Your objective: Print exactly the lines that run from the opening line of the material through the line with "- Task: locate every wood grain", and nothing else, leaving out pictures.

Records for processing:

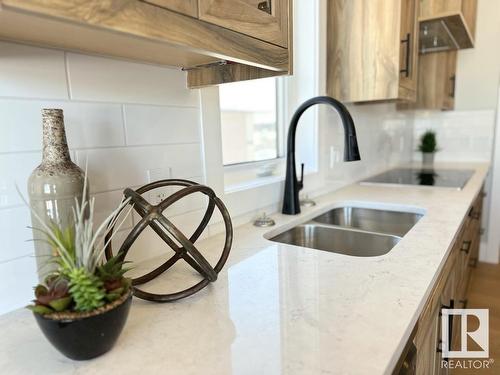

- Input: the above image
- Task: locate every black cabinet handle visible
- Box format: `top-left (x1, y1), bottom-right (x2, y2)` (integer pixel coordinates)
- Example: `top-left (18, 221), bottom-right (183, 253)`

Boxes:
top-left (449, 75), bottom-right (456, 98)
top-left (469, 257), bottom-right (478, 268)
top-left (400, 33), bottom-right (411, 77)
top-left (461, 240), bottom-right (472, 254)
top-left (438, 300), bottom-right (455, 358)
top-left (257, 0), bottom-right (272, 14)
top-left (468, 207), bottom-right (474, 217)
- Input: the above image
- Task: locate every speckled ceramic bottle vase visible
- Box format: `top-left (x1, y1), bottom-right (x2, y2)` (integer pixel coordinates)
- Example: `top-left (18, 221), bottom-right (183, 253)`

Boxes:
top-left (28, 109), bottom-right (86, 281)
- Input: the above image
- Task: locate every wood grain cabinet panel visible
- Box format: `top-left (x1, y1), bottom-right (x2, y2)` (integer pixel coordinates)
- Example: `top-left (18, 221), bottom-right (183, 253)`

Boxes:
top-left (327, 0), bottom-right (419, 103)
top-left (143, 0), bottom-right (198, 17)
top-left (0, 0), bottom-right (292, 88)
top-left (419, 0), bottom-right (477, 52)
top-left (399, 50), bottom-right (457, 110)
top-left (198, 0), bottom-right (288, 47)
top-left (416, 302), bottom-right (440, 375)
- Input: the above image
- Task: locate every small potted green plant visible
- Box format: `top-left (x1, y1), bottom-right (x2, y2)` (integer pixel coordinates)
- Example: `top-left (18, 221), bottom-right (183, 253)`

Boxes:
top-left (418, 130), bottom-right (439, 168)
top-left (19, 178), bottom-right (134, 360)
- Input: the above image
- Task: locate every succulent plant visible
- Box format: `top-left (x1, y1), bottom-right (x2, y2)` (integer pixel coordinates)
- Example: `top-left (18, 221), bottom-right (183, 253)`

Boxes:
top-left (96, 255), bottom-right (132, 302)
top-left (19, 167), bottom-right (134, 316)
top-left (418, 130), bottom-right (439, 153)
top-left (28, 277), bottom-right (72, 315)
top-left (67, 268), bottom-right (106, 312)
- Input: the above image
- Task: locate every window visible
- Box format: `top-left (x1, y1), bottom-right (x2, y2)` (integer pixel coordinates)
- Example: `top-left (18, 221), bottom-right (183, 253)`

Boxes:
top-left (219, 78), bottom-right (281, 166)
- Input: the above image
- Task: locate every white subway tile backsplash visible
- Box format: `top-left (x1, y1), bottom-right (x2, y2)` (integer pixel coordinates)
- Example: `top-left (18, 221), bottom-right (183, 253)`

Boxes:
top-left (0, 41), bottom-right (68, 99)
top-left (0, 100), bottom-right (43, 153)
top-left (93, 190), bottom-right (133, 232)
top-left (412, 110), bottom-right (495, 162)
top-left (0, 207), bottom-right (34, 263)
top-left (0, 256), bottom-right (38, 315)
top-left (75, 144), bottom-right (203, 193)
top-left (59, 102), bottom-right (126, 149)
top-left (124, 105), bottom-right (200, 145)
top-left (0, 100), bottom-right (125, 152)
top-left (66, 53), bottom-right (199, 106)
top-left (0, 152), bottom-right (40, 209)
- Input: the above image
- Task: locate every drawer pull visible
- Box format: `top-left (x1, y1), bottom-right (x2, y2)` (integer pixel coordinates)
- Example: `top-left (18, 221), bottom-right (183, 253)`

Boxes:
top-left (438, 300), bottom-right (455, 358)
top-left (469, 257), bottom-right (478, 268)
top-left (257, 0), bottom-right (272, 14)
top-left (472, 212), bottom-right (481, 220)
top-left (400, 33), bottom-right (411, 77)
top-left (461, 240), bottom-right (471, 253)
top-left (449, 75), bottom-right (456, 98)
top-left (468, 207), bottom-right (474, 217)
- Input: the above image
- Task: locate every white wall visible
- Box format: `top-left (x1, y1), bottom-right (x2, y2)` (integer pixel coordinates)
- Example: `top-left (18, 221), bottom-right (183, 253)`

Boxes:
top-left (486, 87), bottom-right (500, 263)
top-left (455, 0), bottom-right (500, 111)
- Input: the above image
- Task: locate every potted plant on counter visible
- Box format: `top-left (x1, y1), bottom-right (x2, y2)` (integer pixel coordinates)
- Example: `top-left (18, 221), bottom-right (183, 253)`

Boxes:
top-left (418, 130), bottom-right (439, 168)
top-left (20, 179), bottom-right (134, 361)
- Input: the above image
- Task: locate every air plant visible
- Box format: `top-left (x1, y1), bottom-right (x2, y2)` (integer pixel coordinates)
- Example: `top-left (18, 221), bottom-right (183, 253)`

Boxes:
top-left (19, 168), bottom-right (134, 314)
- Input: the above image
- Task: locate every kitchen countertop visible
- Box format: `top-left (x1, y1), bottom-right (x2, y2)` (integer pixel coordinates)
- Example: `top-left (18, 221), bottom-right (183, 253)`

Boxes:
top-left (0, 162), bottom-right (489, 375)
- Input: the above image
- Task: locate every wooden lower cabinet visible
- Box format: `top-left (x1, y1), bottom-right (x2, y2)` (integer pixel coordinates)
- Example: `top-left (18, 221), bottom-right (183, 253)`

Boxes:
top-left (404, 188), bottom-right (483, 374)
top-left (416, 301), bottom-right (440, 374)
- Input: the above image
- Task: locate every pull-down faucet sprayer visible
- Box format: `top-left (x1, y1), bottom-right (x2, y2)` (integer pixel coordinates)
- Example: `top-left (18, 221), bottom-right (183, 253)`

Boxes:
top-left (282, 96), bottom-right (361, 215)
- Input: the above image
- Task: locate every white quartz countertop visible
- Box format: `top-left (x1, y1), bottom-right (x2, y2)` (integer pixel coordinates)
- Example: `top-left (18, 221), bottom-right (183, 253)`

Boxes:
top-left (0, 163), bottom-right (489, 375)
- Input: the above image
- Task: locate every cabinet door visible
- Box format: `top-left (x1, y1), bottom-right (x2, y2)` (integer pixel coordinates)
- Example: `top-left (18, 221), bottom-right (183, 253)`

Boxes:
top-left (144, 0), bottom-right (198, 17)
top-left (417, 304), bottom-right (440, 375)
top-left (437, 272), bottom-right (456, 375)
top-left (399, 0), bottom-right (419, 95)
top-left (198, 0), bottom-right (288, 47)
top-left (411, 51), bottom-right (457, 110)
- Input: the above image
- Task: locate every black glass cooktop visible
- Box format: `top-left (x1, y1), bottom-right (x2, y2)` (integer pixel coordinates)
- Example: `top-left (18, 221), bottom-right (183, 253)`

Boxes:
top-left (361, 168), bottom-right (474, 189)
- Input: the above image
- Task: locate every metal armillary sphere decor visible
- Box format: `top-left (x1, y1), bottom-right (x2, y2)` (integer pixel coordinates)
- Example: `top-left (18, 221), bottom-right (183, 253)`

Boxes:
top-left (105, 179), bottom-right (233, 302)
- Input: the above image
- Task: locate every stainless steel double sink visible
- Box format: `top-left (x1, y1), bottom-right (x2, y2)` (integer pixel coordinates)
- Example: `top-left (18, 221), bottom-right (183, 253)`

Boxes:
top-left (269, 206), bottom-right (423, 257)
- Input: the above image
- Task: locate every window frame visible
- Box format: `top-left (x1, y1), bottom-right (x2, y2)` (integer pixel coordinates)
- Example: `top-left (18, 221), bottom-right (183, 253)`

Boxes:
top-left (221, 77), bottom-right (288, 192)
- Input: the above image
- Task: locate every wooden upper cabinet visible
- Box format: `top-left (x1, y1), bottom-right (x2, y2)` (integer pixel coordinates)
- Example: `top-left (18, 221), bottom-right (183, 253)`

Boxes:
top-left (143, 0), bottom-right (198, 18)
top-left (399, 50), bottom-right (457, 110)
top-left (0, 0), bottom-right (292, 88)
top-left (198, 0), bottom-right (289, 47)
top-left (327, 0), bottom-right (419, 103)
top-left (419, 0), bottom-right (477, 53)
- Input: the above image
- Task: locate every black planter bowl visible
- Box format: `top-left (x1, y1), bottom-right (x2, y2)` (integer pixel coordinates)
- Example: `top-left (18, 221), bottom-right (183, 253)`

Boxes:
top-left (34, 291), bottom-right (133, 360)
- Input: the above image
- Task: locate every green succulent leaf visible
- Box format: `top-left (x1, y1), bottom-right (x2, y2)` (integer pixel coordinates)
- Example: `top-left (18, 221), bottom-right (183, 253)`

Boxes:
top-left (27, 305), bottom-right (54, 315)
top-left (97, 254), bottom-right (131, 282)
top-left (48, 296), bottom-right (73, 312)
top-left (68, 268), bottom-right (106, 312)
top-left (34, 285), bottom-right (48, 299)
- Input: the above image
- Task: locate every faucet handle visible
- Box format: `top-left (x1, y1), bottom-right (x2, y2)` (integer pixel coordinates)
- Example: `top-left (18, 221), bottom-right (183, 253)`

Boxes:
top-left (298, 163), bottom-right (304, 190)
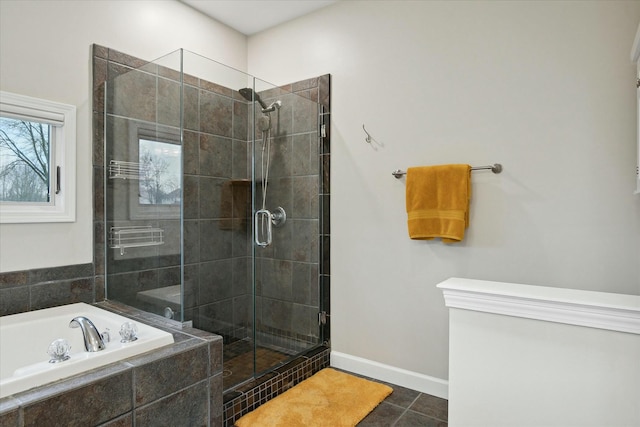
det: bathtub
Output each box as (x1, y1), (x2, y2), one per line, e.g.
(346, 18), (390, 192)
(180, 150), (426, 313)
(0, 302), (174, 399)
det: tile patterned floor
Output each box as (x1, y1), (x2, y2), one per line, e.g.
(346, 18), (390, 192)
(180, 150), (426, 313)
(224, 355), (448, 427)
(223, 339), (292, 389)
(353, 373), (448, 427)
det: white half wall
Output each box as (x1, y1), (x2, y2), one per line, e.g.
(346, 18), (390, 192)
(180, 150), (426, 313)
(439, 278), (640, 426)
(248, 1), (640, 383)
(0, 0), (246, 272)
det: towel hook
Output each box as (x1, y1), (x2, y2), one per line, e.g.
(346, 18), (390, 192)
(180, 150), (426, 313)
(362, 124), (372, 144)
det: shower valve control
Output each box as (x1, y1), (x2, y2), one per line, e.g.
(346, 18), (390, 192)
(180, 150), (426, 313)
(271, 207), (286, 227)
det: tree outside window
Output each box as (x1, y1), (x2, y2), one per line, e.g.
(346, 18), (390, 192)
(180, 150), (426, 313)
(138, 138), (180, 206)
(0, 117), (51, 203)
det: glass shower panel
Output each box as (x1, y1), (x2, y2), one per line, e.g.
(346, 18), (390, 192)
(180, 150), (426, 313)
(104, 50), (185, 322)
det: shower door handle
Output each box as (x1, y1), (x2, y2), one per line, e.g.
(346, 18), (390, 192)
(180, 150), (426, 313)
(254, 209), (272, 247)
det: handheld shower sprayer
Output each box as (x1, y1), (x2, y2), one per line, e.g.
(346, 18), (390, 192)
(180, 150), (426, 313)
(238, 87), (285, 248)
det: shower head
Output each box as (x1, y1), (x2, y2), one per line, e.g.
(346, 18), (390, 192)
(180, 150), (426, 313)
(239, 87), (268, 110)
(239, 88), (281, 113)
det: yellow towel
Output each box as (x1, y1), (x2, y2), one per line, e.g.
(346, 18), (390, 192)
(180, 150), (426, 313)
(406, 164), (471, 243)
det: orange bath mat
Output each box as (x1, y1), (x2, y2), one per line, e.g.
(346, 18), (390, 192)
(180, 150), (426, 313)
(235, 368), (393, 427)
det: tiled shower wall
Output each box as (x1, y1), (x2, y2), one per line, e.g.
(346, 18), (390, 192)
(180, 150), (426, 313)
(253, 79), (331, 350)
(93, 45), (331, 352)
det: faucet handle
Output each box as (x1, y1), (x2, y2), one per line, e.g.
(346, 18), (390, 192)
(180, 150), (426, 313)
(101, 328), (111, 343)
(119, 322), (138, 343)
(47, 338), (71, 363)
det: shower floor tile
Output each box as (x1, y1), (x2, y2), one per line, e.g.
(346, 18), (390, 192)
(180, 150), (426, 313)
(223, 340), (291, 389)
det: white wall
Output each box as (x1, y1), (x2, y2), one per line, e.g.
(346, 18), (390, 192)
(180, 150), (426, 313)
(0, 0), (246, 272)
(248, 1), (640, 383)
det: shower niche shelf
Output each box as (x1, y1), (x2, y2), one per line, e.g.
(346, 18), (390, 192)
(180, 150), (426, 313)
(109, 160), (143, 180)
(109, 226), (164, 255)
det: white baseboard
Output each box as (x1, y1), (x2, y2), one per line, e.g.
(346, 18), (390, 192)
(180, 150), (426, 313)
(330, 351), (449, 399)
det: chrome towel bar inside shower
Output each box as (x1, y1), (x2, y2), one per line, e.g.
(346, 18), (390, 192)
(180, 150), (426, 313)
(392, 163), (503, 179)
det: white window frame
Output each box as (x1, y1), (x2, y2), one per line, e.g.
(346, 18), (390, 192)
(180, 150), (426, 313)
(0, 91), (76, 223)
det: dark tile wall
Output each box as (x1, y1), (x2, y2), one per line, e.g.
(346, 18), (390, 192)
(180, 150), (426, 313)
(0, 263), (96, 316)
(252, 77), (331, 351)
(0, 301), (223, 426)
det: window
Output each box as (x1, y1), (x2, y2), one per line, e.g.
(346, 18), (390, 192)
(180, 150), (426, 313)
(0, 91), (76, 223)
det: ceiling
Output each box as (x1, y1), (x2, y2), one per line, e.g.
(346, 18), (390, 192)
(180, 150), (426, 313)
(180, 0), (337, 36)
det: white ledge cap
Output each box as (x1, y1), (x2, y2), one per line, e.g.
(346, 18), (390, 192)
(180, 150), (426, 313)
(437, 278), (640, 335)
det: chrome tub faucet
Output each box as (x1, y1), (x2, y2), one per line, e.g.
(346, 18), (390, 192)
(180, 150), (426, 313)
(69, 316), (106, 352)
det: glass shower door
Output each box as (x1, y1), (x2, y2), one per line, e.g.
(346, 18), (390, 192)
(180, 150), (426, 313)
(251, 79), (323, 377)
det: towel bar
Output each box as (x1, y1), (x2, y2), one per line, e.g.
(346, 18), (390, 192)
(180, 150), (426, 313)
(392, 163), (502, 179)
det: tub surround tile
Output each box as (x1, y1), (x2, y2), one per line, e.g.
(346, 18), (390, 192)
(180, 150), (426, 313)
(0, 397), (20, 427)
(98, 413), (133, 427)
(135, 381), (209, 427)
(0, 301), (223, 427)
(22, 369), (132, 426)
(0, 286), (30, 317)
(27, 263), (93, 283)
(19, 358), (132, 404)
(0, 271), (28, 287)
(0, 263), (96, 316)
(29, 277), (94, 311)
(133, 344), (209, 406)
(209, 373), (224, 426)
(0, 409), (19, 427)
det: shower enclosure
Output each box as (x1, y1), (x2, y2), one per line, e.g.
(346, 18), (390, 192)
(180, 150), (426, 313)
(102, 49), (327, 390)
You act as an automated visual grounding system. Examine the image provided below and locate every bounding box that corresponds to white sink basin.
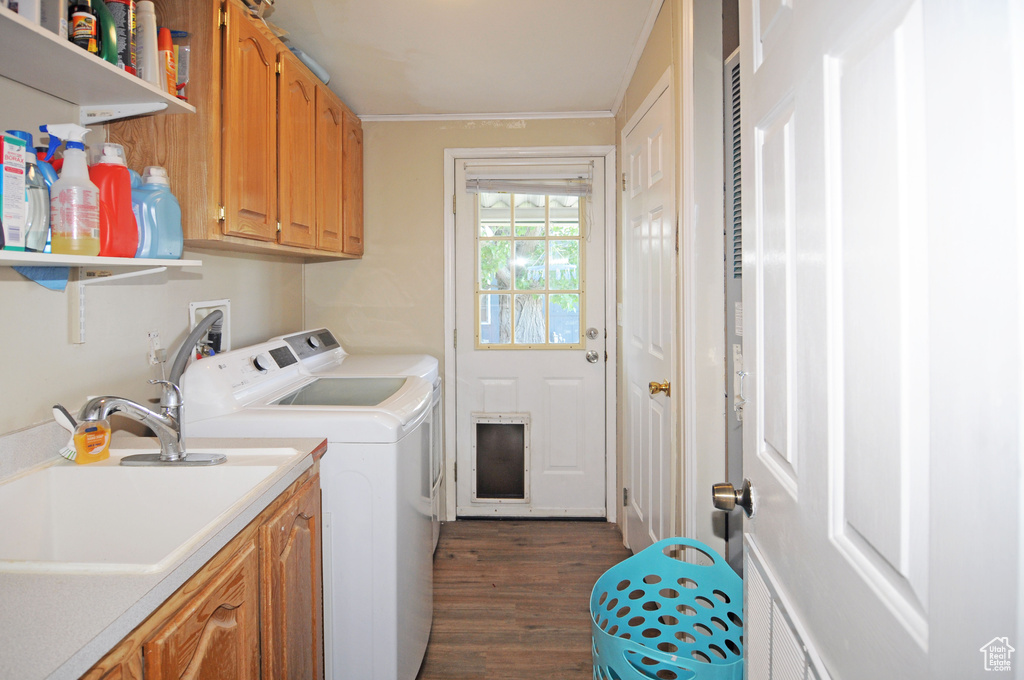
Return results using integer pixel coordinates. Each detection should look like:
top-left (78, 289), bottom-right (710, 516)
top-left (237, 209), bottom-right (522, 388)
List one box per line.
top-left (0, 448), bottom-right (302, 573)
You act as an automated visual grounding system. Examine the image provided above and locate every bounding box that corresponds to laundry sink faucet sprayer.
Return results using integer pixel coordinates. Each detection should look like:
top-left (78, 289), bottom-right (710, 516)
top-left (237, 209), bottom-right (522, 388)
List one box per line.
top-left (78, 311), bottom-right (227, 466)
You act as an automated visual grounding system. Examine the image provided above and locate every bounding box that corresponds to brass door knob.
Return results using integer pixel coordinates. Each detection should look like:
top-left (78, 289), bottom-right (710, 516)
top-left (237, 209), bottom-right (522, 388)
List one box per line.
top-left (648, 380), bottom-right (671, 397)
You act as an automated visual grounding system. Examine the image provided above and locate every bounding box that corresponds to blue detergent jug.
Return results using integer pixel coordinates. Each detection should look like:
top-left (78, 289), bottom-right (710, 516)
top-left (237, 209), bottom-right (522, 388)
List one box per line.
top-left (132, 166), bottom-right (183, 259)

Answer to this problem:
- Input: the above image
- Task: locate every black cabinet handle visible
- Box format: `top-left (x1, y1), bottom-right (x2, y2)` (integer pixel coordinates)
- Example: `top-left (18, 221), bottom-right (183, 253)`

Boxes:
top-left (449, 75), bottom-right (456, 98)
top-left (469, 257), bottom-right (478, 268)
top-left (400, 33), bottom-right (411, 77)
top-left (461, 240), bottom-right (472, 254)
top-left (438, 300), bottom-right (455, 358)
top-left (257, 0), bottom-right (272, 14)
top-left (468, 207), bottom-right (474, 217)
- Input: the above image
- Task: locate every speckled ceramic bottle vase visible
- Box format: `top-left (x1, y1), bottom-right (x2, y2)` (integer pixel coordinates)
- Example: `top-left (18, 221), bottom-right (183, 253)`

Boxes:
top-left (28, 109), bottom-right (86, 281)
- Input: the above image
- Task: locate every wood grain cabinet panel visible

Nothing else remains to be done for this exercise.